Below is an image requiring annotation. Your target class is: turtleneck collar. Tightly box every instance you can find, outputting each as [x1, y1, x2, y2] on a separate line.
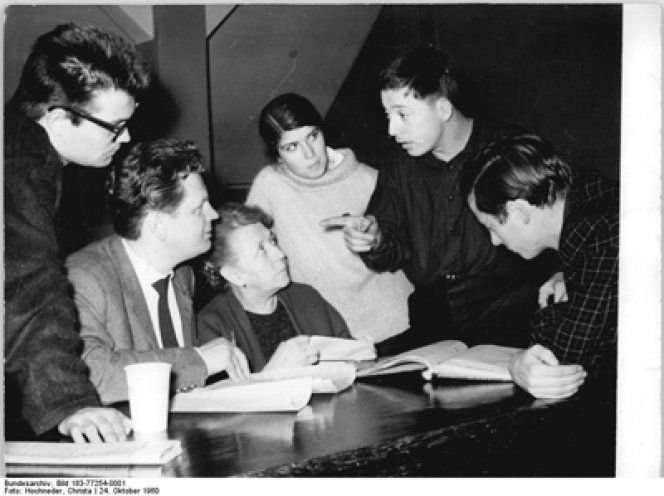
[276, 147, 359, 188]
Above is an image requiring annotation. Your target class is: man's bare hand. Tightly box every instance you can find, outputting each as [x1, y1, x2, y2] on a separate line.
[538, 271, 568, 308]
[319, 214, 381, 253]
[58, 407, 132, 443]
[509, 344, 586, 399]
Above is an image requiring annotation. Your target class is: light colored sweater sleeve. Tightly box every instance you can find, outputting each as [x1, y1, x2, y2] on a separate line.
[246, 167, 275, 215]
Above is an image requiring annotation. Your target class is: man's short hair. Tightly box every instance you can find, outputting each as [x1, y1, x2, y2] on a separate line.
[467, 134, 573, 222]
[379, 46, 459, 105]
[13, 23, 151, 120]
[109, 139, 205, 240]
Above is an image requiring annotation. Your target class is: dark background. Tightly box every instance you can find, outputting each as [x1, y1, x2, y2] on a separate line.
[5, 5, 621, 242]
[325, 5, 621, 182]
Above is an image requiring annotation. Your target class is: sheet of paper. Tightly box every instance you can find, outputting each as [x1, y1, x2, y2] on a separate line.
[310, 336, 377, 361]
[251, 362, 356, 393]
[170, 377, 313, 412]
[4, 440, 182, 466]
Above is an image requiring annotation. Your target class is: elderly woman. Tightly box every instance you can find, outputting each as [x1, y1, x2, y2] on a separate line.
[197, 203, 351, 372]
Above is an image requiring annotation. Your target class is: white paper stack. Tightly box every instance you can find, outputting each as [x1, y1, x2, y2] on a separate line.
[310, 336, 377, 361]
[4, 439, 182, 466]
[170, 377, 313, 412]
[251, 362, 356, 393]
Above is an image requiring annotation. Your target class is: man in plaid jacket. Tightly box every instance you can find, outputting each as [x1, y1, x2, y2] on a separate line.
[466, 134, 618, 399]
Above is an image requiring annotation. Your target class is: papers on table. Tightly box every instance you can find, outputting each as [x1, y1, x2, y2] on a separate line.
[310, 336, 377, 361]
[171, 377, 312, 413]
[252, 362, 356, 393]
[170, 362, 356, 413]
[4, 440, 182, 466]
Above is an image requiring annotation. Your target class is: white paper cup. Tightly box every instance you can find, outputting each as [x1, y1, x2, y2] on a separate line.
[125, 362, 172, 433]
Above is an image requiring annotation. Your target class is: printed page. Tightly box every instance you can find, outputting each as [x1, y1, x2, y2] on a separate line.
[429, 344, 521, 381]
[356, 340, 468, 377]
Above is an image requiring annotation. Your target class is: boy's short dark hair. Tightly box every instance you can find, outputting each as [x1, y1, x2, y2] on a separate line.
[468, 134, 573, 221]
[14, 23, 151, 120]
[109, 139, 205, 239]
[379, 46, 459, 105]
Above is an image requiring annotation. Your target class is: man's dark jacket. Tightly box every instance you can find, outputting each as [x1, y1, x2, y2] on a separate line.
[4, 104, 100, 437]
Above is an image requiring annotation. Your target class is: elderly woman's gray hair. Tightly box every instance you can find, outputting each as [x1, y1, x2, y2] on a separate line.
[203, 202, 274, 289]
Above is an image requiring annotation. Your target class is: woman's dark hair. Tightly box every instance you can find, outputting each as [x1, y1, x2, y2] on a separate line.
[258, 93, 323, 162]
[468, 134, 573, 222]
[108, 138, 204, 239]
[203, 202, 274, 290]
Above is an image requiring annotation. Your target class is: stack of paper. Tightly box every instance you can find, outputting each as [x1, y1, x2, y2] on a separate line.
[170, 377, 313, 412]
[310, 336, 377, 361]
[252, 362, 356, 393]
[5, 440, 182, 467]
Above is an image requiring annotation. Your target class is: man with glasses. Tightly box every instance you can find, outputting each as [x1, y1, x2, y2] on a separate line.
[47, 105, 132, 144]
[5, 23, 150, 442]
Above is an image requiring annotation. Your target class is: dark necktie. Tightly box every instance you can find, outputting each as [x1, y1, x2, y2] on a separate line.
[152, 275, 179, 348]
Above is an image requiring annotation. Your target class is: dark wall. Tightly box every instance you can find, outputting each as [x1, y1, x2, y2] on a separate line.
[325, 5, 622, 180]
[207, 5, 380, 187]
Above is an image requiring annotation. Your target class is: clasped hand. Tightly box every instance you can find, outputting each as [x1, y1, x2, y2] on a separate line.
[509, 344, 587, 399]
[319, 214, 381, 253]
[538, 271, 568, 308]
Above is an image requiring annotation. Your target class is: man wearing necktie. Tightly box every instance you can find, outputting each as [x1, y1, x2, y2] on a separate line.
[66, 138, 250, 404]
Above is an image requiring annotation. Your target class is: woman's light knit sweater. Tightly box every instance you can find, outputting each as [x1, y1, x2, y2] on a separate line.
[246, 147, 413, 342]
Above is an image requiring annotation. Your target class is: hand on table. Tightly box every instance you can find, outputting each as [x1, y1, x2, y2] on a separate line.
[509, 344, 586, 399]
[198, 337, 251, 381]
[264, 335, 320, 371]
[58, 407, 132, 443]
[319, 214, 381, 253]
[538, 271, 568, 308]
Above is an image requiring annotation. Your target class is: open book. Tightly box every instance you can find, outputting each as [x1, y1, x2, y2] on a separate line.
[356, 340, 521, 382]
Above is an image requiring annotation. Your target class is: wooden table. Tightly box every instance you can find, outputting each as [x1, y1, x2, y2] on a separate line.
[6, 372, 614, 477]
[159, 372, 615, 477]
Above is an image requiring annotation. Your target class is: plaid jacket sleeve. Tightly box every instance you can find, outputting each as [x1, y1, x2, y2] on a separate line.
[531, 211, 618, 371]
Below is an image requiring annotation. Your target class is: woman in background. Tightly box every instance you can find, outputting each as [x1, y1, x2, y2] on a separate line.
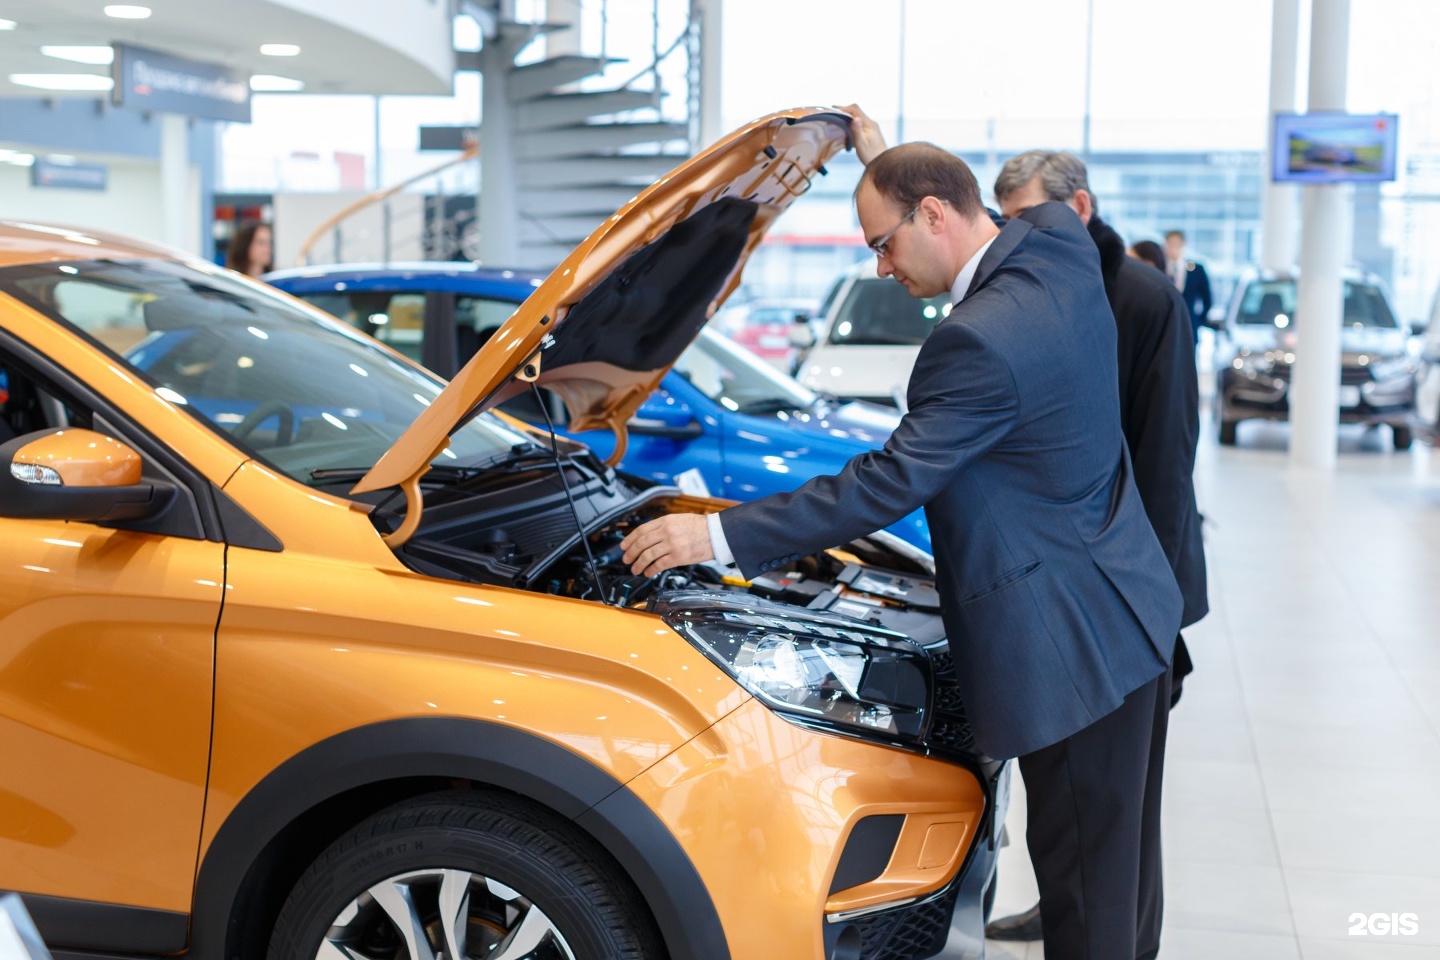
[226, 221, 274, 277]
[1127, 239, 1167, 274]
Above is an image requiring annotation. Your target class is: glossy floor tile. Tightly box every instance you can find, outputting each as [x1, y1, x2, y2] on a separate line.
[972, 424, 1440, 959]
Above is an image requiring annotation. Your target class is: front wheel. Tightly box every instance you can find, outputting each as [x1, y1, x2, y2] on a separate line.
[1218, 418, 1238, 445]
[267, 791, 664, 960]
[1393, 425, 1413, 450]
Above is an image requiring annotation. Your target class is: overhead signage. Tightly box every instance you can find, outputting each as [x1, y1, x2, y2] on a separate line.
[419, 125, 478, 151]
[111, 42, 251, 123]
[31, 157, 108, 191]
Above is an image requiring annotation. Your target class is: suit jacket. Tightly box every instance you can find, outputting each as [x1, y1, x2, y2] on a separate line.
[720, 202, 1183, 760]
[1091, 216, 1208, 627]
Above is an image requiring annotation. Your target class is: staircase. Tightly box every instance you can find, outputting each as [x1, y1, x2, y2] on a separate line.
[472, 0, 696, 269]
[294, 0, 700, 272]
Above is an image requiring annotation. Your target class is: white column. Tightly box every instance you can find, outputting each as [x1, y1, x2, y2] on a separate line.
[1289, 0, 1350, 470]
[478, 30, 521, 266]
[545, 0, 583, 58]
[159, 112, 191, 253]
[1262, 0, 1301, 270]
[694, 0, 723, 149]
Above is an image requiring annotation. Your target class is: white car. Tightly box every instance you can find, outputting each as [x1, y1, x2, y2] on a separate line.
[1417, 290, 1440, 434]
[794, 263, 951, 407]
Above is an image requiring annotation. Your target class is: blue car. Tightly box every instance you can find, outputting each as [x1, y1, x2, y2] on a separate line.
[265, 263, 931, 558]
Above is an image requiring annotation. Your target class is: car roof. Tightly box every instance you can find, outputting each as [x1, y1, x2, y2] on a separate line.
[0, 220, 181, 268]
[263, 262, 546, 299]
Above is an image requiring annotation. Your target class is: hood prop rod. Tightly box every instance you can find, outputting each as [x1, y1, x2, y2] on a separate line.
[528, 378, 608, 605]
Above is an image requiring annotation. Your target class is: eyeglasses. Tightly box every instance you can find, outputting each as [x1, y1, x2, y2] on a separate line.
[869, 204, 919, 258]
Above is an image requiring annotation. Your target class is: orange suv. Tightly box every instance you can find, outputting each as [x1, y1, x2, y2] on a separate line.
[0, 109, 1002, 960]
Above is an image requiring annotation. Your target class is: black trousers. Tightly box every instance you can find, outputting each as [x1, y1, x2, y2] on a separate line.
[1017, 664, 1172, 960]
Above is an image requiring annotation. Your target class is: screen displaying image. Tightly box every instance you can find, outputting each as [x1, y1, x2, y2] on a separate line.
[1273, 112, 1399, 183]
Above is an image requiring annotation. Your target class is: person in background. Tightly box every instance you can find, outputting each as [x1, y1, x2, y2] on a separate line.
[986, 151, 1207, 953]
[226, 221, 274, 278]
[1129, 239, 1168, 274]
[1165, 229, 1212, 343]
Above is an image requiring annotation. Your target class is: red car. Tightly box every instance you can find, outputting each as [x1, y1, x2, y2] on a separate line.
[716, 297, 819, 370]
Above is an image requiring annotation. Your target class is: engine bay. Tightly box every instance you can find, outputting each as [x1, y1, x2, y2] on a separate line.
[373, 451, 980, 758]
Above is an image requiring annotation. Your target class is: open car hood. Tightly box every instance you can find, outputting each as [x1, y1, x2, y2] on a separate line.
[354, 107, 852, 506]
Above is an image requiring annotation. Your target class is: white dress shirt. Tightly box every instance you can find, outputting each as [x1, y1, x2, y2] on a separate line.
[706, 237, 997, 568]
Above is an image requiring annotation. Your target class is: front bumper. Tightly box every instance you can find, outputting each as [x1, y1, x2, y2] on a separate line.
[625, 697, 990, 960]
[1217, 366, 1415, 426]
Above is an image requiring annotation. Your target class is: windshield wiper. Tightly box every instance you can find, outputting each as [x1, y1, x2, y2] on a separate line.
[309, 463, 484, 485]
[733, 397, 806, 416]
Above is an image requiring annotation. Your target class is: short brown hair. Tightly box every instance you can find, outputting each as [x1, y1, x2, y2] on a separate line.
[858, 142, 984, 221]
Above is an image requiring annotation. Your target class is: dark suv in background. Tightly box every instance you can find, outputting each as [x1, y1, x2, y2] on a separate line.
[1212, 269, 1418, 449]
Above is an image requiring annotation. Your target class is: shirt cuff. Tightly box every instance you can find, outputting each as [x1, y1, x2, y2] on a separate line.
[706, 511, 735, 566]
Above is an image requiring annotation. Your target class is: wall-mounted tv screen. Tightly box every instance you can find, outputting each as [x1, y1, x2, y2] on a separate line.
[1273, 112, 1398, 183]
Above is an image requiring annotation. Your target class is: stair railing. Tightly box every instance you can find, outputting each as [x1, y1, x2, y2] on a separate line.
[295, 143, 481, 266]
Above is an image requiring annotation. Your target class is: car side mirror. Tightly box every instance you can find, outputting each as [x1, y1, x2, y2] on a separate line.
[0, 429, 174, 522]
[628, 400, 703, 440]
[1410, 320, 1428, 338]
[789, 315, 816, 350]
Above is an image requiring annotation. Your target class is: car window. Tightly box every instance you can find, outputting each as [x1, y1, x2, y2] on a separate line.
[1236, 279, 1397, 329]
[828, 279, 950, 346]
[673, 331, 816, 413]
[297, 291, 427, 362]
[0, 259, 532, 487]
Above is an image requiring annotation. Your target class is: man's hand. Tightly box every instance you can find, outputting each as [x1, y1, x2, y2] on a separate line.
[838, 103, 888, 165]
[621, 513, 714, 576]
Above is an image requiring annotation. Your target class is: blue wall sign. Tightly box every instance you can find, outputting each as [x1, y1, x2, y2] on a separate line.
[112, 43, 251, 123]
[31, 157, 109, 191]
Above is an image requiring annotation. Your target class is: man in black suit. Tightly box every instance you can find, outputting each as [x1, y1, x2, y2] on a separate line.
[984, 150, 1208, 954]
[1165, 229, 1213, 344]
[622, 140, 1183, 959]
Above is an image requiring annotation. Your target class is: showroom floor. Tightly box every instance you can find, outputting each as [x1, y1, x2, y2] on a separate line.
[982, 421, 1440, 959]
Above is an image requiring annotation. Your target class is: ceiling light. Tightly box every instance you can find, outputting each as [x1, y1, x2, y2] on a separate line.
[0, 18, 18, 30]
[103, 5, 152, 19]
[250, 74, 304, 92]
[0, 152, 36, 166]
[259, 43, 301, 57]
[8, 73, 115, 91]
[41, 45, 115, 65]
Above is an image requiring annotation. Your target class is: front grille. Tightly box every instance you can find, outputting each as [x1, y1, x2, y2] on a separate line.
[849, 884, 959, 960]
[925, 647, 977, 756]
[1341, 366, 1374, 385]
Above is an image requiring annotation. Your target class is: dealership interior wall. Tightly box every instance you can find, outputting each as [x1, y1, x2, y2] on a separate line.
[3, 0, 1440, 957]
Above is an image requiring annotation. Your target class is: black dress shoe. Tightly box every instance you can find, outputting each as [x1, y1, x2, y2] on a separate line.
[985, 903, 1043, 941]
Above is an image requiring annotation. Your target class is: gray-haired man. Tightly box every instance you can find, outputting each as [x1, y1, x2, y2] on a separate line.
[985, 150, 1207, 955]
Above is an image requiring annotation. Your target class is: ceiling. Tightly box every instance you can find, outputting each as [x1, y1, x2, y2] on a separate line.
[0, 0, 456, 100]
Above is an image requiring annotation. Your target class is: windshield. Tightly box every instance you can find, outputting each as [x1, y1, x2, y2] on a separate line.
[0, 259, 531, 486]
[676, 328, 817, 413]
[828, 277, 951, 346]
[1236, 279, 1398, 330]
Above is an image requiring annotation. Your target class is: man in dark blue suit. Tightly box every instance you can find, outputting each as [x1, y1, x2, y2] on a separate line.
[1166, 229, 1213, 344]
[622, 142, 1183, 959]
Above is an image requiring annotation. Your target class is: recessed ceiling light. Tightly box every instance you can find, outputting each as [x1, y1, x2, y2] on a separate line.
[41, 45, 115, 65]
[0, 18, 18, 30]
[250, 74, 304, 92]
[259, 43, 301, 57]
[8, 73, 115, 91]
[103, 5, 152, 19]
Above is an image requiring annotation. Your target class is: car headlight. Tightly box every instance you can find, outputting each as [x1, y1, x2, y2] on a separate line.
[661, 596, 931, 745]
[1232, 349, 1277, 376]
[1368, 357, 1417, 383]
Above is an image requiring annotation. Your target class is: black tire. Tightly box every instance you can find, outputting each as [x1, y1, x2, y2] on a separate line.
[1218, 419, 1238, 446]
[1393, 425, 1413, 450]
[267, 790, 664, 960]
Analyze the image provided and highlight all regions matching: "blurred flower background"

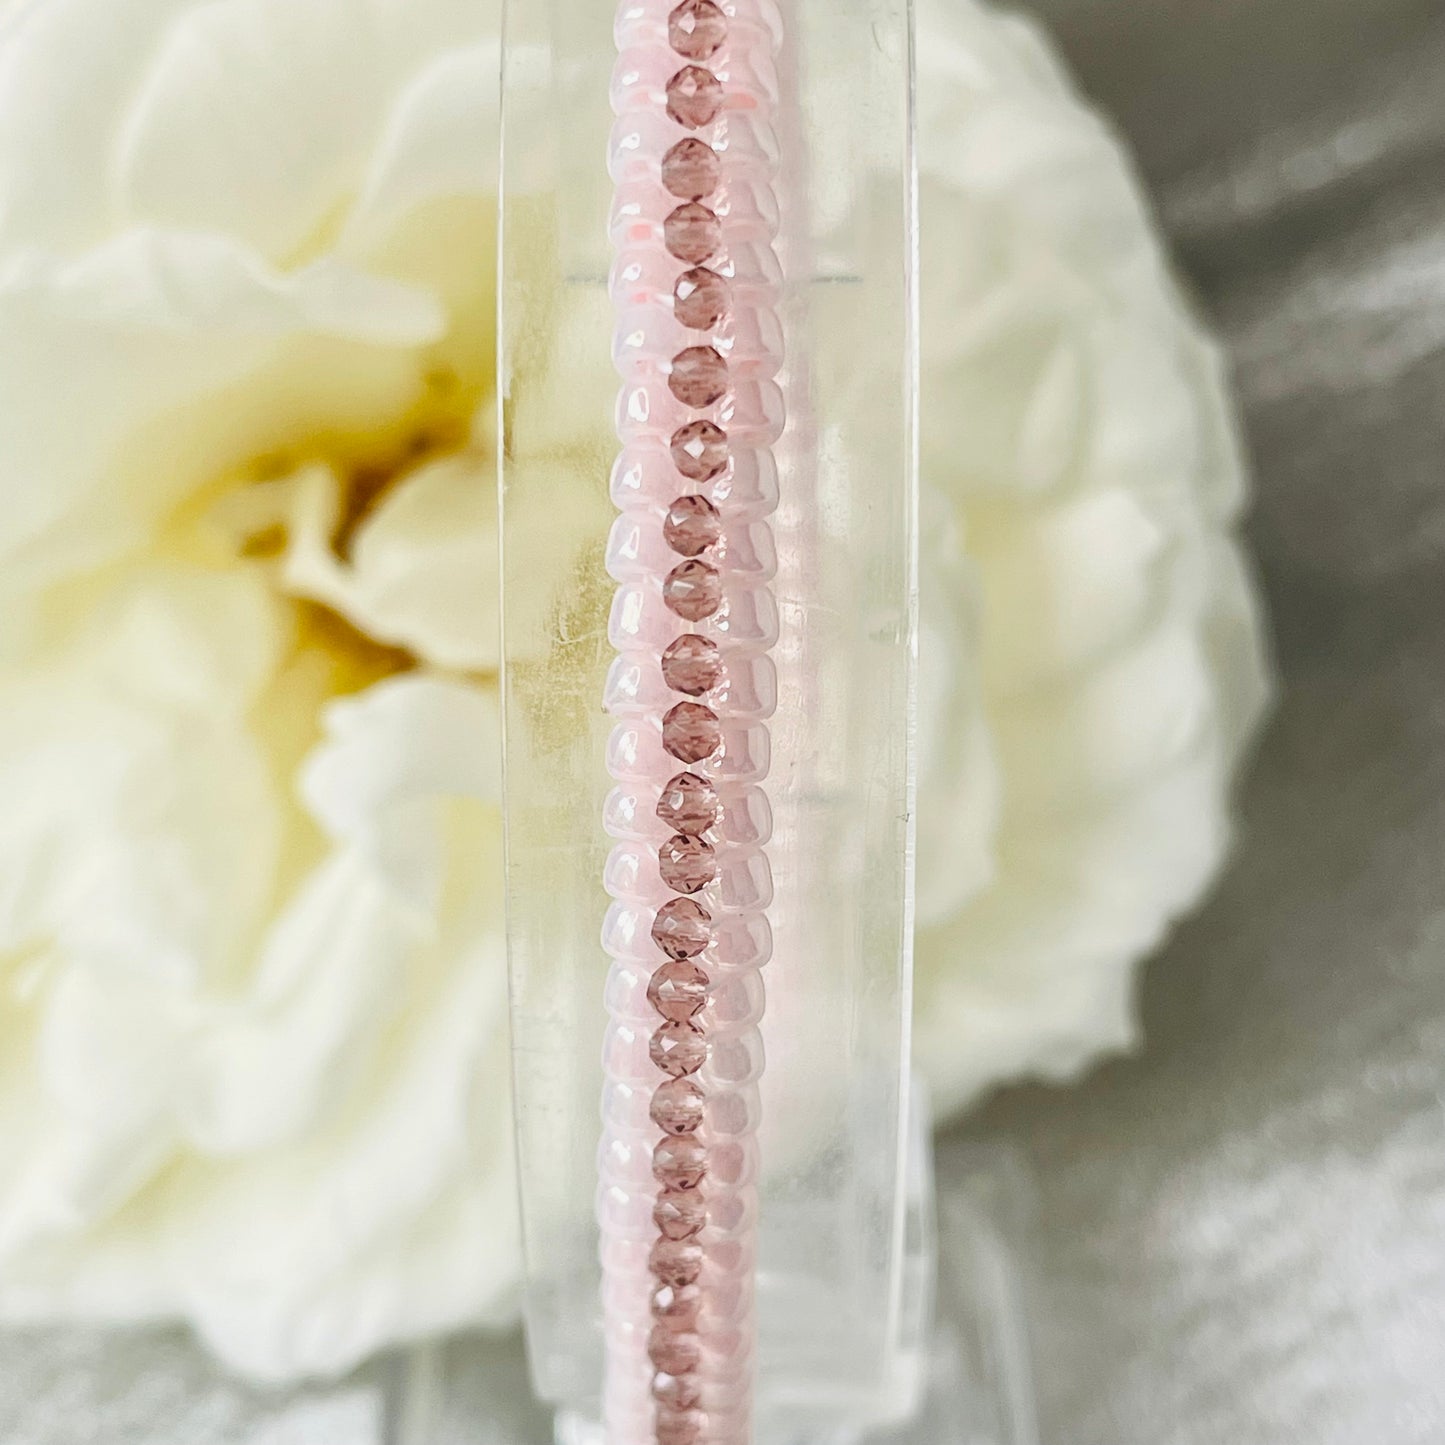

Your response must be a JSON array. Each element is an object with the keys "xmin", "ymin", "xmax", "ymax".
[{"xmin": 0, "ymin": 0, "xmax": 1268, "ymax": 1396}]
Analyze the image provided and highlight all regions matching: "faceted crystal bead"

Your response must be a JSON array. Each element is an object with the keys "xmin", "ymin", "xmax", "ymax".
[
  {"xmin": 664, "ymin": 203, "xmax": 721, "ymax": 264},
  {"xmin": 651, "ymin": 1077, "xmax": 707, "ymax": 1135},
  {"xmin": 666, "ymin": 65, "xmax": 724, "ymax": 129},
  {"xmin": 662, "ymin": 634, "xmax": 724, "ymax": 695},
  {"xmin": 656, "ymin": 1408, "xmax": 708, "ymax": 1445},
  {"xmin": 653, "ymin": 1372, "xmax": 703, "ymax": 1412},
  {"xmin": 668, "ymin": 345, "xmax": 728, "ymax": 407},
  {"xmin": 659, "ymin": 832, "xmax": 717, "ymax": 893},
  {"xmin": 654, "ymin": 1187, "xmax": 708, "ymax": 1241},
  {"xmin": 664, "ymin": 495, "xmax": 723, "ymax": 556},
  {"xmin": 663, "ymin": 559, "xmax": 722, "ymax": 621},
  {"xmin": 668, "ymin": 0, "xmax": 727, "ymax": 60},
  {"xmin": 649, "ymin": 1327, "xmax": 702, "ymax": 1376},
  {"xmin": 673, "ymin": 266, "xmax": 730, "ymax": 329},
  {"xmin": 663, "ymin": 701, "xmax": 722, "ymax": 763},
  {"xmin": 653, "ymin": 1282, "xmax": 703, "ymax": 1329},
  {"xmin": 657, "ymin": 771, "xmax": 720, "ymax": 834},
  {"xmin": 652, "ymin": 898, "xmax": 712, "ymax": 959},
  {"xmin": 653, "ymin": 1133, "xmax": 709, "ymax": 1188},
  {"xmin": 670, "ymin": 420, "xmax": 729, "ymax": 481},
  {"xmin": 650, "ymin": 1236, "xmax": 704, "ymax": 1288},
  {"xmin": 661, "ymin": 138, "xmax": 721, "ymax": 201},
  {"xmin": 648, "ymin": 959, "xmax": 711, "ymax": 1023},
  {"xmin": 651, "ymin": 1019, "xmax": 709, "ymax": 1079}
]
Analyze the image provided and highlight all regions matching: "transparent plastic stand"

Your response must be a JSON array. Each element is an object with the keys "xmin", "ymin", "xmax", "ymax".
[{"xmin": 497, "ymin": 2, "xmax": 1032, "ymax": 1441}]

> [Description of the task]
Within the material, find all lines that hold the word "highlight" and show them.

> [Solution for this exercise]
Analyze the image provided and highlight all regions matching: "blurred flower background"
Analyze the image provided and highlight all regions matching: "faceted crystal bead"
Analyze the image provided and highlight all regions matching: "transparent plastic stand"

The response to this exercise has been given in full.